● **Extract provided**:

Here is interior designer John Turner, a former Ann Richards supporter who thought George W. was just "the doodah son." Then he and his wife attended a charity event in the early 1990s where the amusement was a problem-solving scavenger hunt.

"Everyone else was drinking and partying, and George was fixed on unraveling this spool of thread, part of the puzzle, and he unrolled and unrolled, and when the spool was empty, there was the answer," says Turner. "I'll never forget it, his focus was such. And that is the focus I know he brings to this giant task of his."

Here is Angela Punzi Levi, a native of Argentina, whose business card pronounces her "Official Texas State Adviser to the Nation," a title that she seems to have bestowed upon herself. She has a prophecy for the president: "I told him before, and I want him to hear it again: He is gonna lose this election if he doesn't do something about the interest rate." She wants it higher, because senior citizens are seeing their savings slip away. She suggests that Alan Greenspan "should go jump in the lake."

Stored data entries
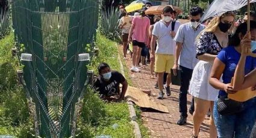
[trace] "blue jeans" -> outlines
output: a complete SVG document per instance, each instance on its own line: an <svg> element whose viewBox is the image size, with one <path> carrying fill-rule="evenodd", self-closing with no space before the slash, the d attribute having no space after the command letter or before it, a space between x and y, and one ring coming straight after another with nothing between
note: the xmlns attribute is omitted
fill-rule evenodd
<svg viewBox="0 0 256 138"><path fill-rule="evenodd" d="M256 98L245 103L245 109L232 115L221 115L214 103L213 117L219 138L249 138L256 121Z"/></svg>

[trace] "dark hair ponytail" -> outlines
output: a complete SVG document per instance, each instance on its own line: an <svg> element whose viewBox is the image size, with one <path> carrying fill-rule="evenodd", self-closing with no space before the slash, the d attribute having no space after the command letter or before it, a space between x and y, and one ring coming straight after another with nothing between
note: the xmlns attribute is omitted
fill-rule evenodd
<svg viewBox="0 0 256 138"><path fill-rule="evenodd" d="M250 31L256 29L256 22L251 20L250 21ZM239 38L239 34L241 33L244 36L247 32L247 22L244 22L240 25L234 34L231 35L229 37L228 46L239 46L241 40Z"/></svg>

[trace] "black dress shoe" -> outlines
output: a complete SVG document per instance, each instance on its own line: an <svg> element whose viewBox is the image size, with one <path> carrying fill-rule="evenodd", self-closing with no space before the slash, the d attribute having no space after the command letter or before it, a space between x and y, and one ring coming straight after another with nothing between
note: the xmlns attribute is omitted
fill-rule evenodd
<svg viewBox="0 0 256 138"><path fill-rule="evenodd" d="M187 117L181 116L180 119L177 122L177 124L183 125L187 123Z"/></svg>
<svg viewBox="0 0 256 138"><path fill-rule="evenodd" d="M194 110L193 110L192 109L190 108L190 109L189 109L189 113L190 113L192 115L193 115L193 113L194 113Z"/></svg>

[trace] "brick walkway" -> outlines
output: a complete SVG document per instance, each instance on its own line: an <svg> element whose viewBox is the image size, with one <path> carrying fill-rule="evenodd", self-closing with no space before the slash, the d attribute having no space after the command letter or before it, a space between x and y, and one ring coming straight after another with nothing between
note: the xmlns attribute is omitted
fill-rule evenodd
<svg viewBox="0 0 256 138"><path fill-rule="evenodd" d="M126 65L129 69L131 67L131 59L127 55L126 60ZM155 111L144 110L142 112L142 119L151 134L151 137L190 137L193 129L192 116L188 113L187 123L185 125L180 126L176 124L180 117L178 107L178 94L180 87L171 85L172 95L166 97L164 100L157 98L158 89L154 88L156 80L149 78L149 66L141 68L140 73L130 72L130 77L134 86L140 89L151 90L151 97L157 102L159 102L168 107L169 113L163 113ZM188 95L187 105L190 107L192 97ZM209 118L206 117L201 125L199 137L209 137Z"/></svg>

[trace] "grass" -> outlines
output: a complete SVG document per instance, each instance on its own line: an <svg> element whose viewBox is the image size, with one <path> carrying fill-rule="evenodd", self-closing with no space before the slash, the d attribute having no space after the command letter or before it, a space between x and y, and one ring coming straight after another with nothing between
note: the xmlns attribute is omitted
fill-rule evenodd
<svg viewBox="0 0 256 138"><path fill-rule="evenodd" d="M0 135L32 137L33 128L22 87L17 83L16 70L20 68L13 57L13 33L0 40Z"/></svg>
<svg viewBox="0 0 256 138"><path fill-rule="evenodd" d="M98 65L107 63L112 70L120 72L118 60L118 49L114 41L97 34L96 45L99 49L97 56L92 59L89 70L98 74ZM127 77L126 77L127 78ZM78 137L95 137L101 135L111 137L134 137L133 126L130 124L129 109L126 103L106 103L99 98L90 88L87 88L83 100L83 107L78 121L80 133ZM118 126L117 128L114 125Z"/></svg>

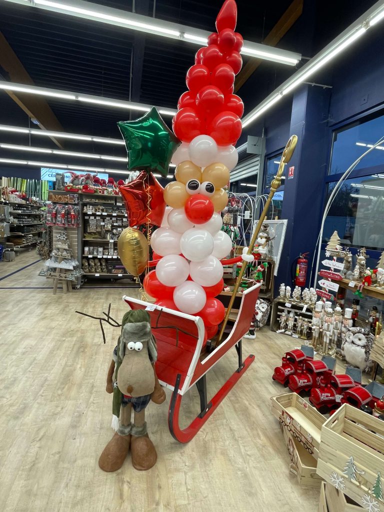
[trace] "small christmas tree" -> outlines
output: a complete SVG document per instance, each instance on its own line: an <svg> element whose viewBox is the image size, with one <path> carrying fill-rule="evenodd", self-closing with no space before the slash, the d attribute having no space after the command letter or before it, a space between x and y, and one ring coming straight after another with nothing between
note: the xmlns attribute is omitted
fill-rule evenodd
<svg viewBox="0 0 384 512"><path fill-rule="evenodd" d="M338 234L337 234L337 231L335 231L329 239L329 242L327 244L325 250L326 251L334 250L335 249L339 250L342 248L340 246L340 240Z"/></svg>
<svg viewBox="0 0 384 512"><path fill-rule="evenodd" d="M357 482L357 479L356 476L356 467L353 461L353 457L350 457L344 468L344 471L343 472L343 474L346 476L348 480L355 480L355 481Z"/></svg>
<svg viewBox="0 0 384 512"><path fill-rule="evenodd" d="M377 262L377 265L376 265L376 268L384 268L384 251L381 253L381 255L380 257L380 259Z"/></svg>
<svg viewBox="0 0 384 512"><path fill-rule="evenodd" d="M381 488L381 477L380 472L377 473L375 485L372 487L372 494L377 500L382 500L382 489Z"/></svg>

● **Exercise set**:
(1) From the passage about John Turner and Angela Punzi Levi, return the text between "Here is interior" and "problem-solving scavenger hunt.", inclusive.
(2) Write the next part of the passage about John Turner and Angela Punzi Levi, picking up after its final sentence.

● **Responses by item number**:
(1)
Here is interior designer John Turner, a former Ann Richards supporter who thought George W. was just "the doodah son." Then he and his wife attended a charity event in the early 1990s where the amusement was a problem-solving scavenger hunt.

(2)
Here are Brit Smith and Karen Wilson. He's in technology and she's in real estate, and this is their first Bush fundraiser. They have been following carefully the aftermath of the war, and they say it's important that people be patient. "We don't live in a perfect world. Hard choices have to be made," says Smith, "and he's willing to do that." And here, in a fabulous black hat and burgundy dress, is Connie Ware, who remembers vividly the first time Bush walked into a room to stump for governor "and I thought he was just magic. He's a good and honest and decent man." She volunteered then, and drove him "all over East Texas at 80 miles an hour," and he sat in her front seat and blew giant gum bubbles. When Ware raised an eyebrow at him, Bush said with a grin, "I know a thousand ways to embarrass my mother."

Every time she sees him, he plants a kiss right on her lips, "which my husband puts up with." And tonight is no different. After speaking, Bush leans across the rope line and does it again.

Outside, about 75 protesters mill about. They want Bush's motorcade to notice them when it passes.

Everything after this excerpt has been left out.